● Рабочее задание: Кто, согласно статье, исполнял главную роль в спектакле «Тёркин на том свете» в московском Театре Сатиры?

Демичев: — Что же так, Александр Трифонович?
— Ослабел.
— Нужно держаться.
— Да. Многомесячная психологическая бомбежка, — сорвался.
— Но ведь любовь народная остается, а это главное. (Буквально)» (запись 2 июня 1967 года).
Как прям, даже простодушен поэт и как вальяжен и выспренен его «наставник»! Говорит о «народной любви», чуть ли не попрекает ею, — а «предмет» любви на его глазах, да и не без его участия, бомбят, и еще будут — годами, покамест не доконают…
Уф! Не пора ли нам «закрыть дело» и вернуться туда, в конец шестидесятых — под «бомбы»?
Твардовский отмечал, что его записи все больше превращаются в «хронику журнального „мигательного“ горения и редакторских мытарств». А однажды, придя на работу, «увидел что-то в лицах» сотрудников: прошел слух, что он уже снят!
В следующем, 1966 году все еще больше напряглось.
Журналу припомнили всё — и Синявского, и «протаскивание» произведений Солженицына, и — «по новой» — «Тёркина на том свете» в связи с его постановкой в московском Театре Сатиры.
Прекрасный это был спектакль, блестяще поставленный Валентином Плучеком, с Анатолием Папановым в главной роли. Зал заходился от смеха, когда, словно бы выйдя из зрительских рядов, на сцену с важным видом поднимались Георгий Менглет с партнером и начальственно выражали недовольство:
— В век космических ракет.
Мировых открытий
Странный, знаете, сюжет.
— Да, не говорите.
— Ни в какие ворота.
— Тут не без расчета…
— Подоплека не проста.
— То-то и оно-то…
Между тем их вполне реальные «двойники» вроде главного редактора скучнейшей газеты «Советская культура»[48] Большова с «меньшими» сотрудниками уже строчили:
«Первые просмотры этого спектакля… дают основание утверждать, что мы имеем дело с произведением антисоветским и античекистским по своему существу. Мы были поражены, как советский театр смог нанести глубочайшее оскорбление гражданским, патриотическим чувствам советских людей[49].
…На наш взгляд, главный порок в литературном первоисточнике, которому, к сожалению, до сих пор не дано принципиальной оценки».
И не кто иной, как сам глава КГБ Семичастный, некогда «прославившийся» тем, что сравнил автора «Доктора Живаго», Пастернака, со свиньей, мало того что (как записано поэтом 20 марта 1966 года) «высказался в том смысле, что все знают, что такое Твардовский и чего от него ждать», но и дал слушателям Академии общественных наук, где выступал, конкретный совет: мол, «нельзя только администрировать, здесь нужна помощь общественности, ваша помощь»: «Соберитесь, пойдите на спектакль, устройте обструкцию…»
Это было уже совсем в духе щедринской Торжествующей свиньи, где к толпе взывали: «…давай, братцы, ее (Правду. — А. Т-в) своим судом судить… народныим!!»
Другие действовали не столь прямолинейно.
У Плучека «вдруг» объявилось множество грехов и упущений, приведших в негодование Городской комитет профсоюзов работников искусств: и груб-то он, и закон о труде нарушает, о чем немедленно оповестила большовская «Советская культура» (8 апреля 1966 года).

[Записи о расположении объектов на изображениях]
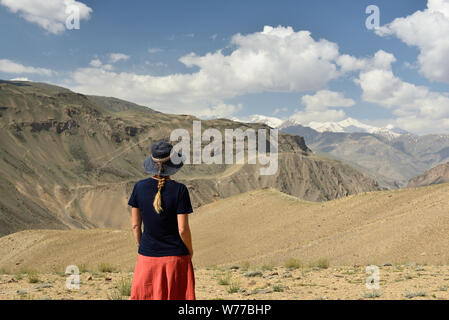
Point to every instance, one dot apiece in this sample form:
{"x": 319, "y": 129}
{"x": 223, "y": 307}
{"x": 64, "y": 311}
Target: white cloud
{"x": 49, "y": 14}
{"x": 324, "y": 99}
{"x": 115, "y": 57}
{"x": 418, "y": 109}
{"x": 20, "y": 79}
{"x": 9, "y": 66}
{"x": 279, "y": 110}
{"x": 317, "y": 108}
{"x": 275, "y": 59}
{"x": 155, "y": 50}
{"x": 306, "y": 117}
{"x": 221, "y": 110}
{"x": 427, "y": 30}
{"x": 96, "y": 63}
{"x": 380, "y": 60}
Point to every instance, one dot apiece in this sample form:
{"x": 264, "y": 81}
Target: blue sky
{"x": 167, "y": 56}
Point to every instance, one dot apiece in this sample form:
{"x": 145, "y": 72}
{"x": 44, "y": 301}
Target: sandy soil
{"x": 396, "y": 282}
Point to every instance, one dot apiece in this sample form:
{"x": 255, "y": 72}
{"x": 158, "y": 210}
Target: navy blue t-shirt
{"x": 160, "y": 236}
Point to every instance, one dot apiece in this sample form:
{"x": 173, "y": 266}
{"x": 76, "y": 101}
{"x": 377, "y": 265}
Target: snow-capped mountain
{"x": 257, "y": 118}
{"x": 348, "y": 125}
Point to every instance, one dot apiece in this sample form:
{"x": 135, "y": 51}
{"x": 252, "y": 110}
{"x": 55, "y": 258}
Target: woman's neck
{"x": 161, "y": 177}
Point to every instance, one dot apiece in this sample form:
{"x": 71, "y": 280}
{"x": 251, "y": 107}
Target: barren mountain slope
{"x": 439, "y": 174}
{"x": 390, "y": 160}
{"x": 69, "y": 161}
{"x": 400, "y": 226}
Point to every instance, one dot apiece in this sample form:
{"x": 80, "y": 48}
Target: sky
{"x": 306, "y": 61}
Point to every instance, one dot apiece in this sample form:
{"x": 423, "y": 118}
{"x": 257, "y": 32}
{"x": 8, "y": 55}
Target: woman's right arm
{"x": 184, "y": 231}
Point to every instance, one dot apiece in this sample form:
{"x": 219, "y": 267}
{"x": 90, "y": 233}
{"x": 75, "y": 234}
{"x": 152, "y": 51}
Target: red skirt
{"x": 163, "y": 278}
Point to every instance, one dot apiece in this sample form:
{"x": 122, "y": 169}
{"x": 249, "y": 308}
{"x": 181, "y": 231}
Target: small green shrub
{"x": 106, "y": 267}
{"x": 234, "y": 287}
{"x": 411, "y": 295}
{"x": 372, "y": 295}
{"x": 224, "y": 280}
{"x": 124, "y": 286}
{"x": 293, "y": 263}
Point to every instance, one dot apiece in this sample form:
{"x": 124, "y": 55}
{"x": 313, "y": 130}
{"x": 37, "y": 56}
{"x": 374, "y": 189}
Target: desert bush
{"x": 372, "y": 295}
{"x": 293, "y": 263}
{"x": 33, "y": 277}
{"x": 224, "y": 280}
{"x": 106, "y": 267}
{"x": 124, "y": 286}
{"x": 411, "y": 295}
{"x": 278, "y": 288}
{"x": 234, "y": 287}
{"x": 245, "y": 265}
{"x": 322, "y": 263}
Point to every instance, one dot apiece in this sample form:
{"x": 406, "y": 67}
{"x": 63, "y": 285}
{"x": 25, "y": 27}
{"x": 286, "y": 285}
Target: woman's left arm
{"x": 136, "y": 220}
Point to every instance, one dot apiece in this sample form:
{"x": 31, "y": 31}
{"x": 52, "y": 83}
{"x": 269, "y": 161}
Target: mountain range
{"x": 389, "y": 155}
{"x": 69, "y": 160}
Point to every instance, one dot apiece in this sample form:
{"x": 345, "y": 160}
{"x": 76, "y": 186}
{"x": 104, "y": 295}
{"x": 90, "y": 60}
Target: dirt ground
{"x": 409, "y": 281}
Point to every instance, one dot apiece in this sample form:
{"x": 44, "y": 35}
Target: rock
{"x": 253, "y": 274}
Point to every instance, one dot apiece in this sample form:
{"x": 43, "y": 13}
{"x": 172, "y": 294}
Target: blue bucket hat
{"x": 163, "y": 161}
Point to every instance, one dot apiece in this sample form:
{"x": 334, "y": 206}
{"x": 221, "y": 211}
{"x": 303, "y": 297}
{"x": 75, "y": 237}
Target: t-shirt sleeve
{"x": 184, "y": 204}
{"x": 133, "y": 199}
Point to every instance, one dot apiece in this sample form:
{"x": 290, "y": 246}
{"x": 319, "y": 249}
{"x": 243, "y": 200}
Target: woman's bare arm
{"x": 184, "y": 231}
{"x": 136, "y": 220}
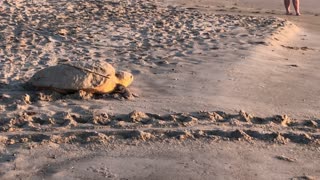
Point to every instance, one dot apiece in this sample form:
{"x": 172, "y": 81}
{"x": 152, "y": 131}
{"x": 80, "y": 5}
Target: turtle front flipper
{"x": 120, "y": 89}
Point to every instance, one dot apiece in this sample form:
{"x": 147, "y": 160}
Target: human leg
{"x": 287, "y": 6}
{"x": 296, "y": 4}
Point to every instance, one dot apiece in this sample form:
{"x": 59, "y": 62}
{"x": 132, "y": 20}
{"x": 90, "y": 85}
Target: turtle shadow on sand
{"x": 80, "y": 80}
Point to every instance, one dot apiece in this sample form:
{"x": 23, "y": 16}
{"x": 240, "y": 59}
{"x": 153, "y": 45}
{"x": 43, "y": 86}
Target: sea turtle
{"x": 92, "y": 77}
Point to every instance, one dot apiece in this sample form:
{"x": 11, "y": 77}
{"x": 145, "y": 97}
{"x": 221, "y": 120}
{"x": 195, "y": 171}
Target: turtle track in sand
{"x": 148, "y": 35}
{"x": 142, "y": 33}
{"x": 106, "y": 128}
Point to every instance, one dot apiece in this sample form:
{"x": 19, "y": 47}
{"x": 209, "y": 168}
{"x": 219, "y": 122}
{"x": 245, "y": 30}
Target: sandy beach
{"x": 222, "y": 90}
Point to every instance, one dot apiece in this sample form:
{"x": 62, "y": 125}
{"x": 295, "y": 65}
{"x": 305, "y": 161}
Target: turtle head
{"x": 124, "y": 78}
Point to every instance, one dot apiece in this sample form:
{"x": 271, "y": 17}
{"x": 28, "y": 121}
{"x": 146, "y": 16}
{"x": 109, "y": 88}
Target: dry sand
{"x": 198, "y": 66}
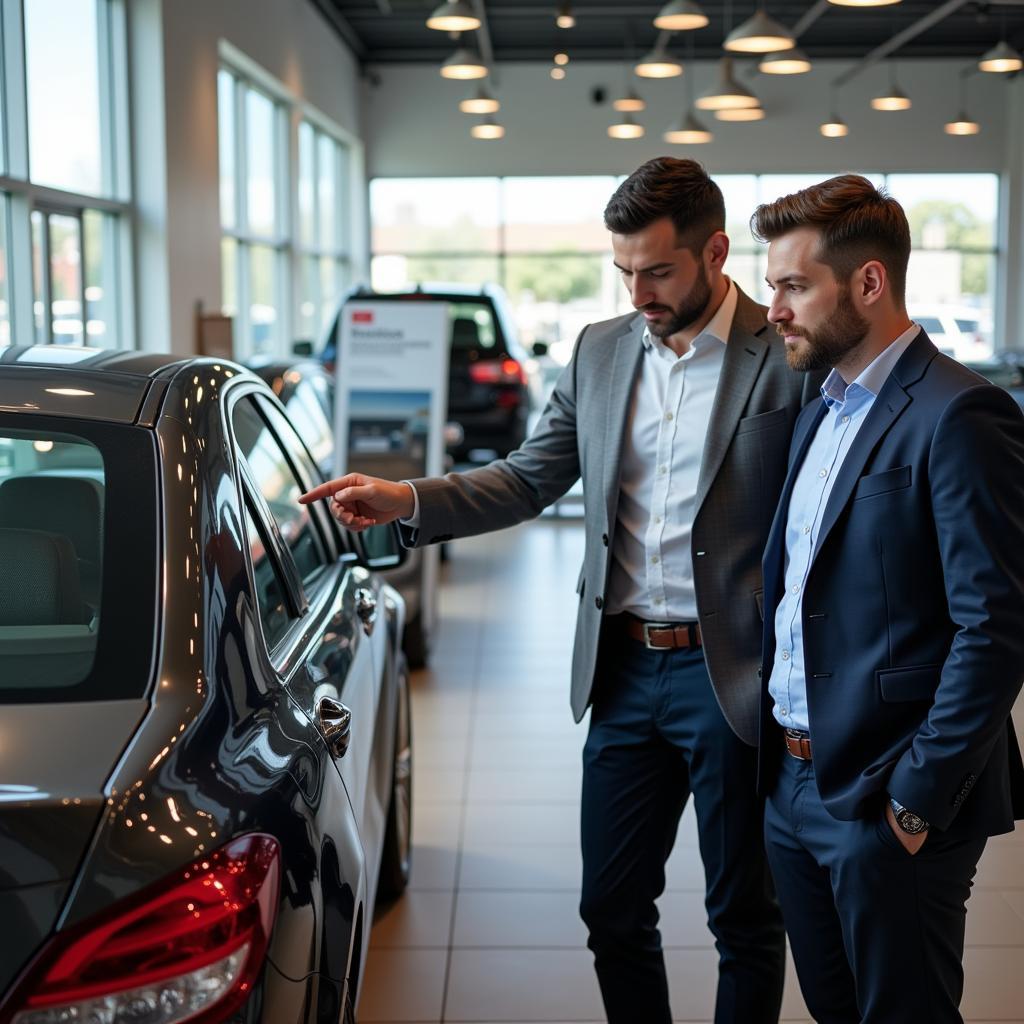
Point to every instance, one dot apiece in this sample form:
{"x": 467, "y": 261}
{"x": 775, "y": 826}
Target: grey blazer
{"x": 581, "y": 433}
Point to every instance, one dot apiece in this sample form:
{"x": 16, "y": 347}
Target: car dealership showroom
{"x": 589, "y": 722}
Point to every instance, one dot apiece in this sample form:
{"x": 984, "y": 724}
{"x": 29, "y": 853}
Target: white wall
{"x": 175, "y": 121}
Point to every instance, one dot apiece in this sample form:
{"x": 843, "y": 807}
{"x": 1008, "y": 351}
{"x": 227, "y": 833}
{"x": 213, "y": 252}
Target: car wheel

● Выполненное задание: Анатолий Папанов.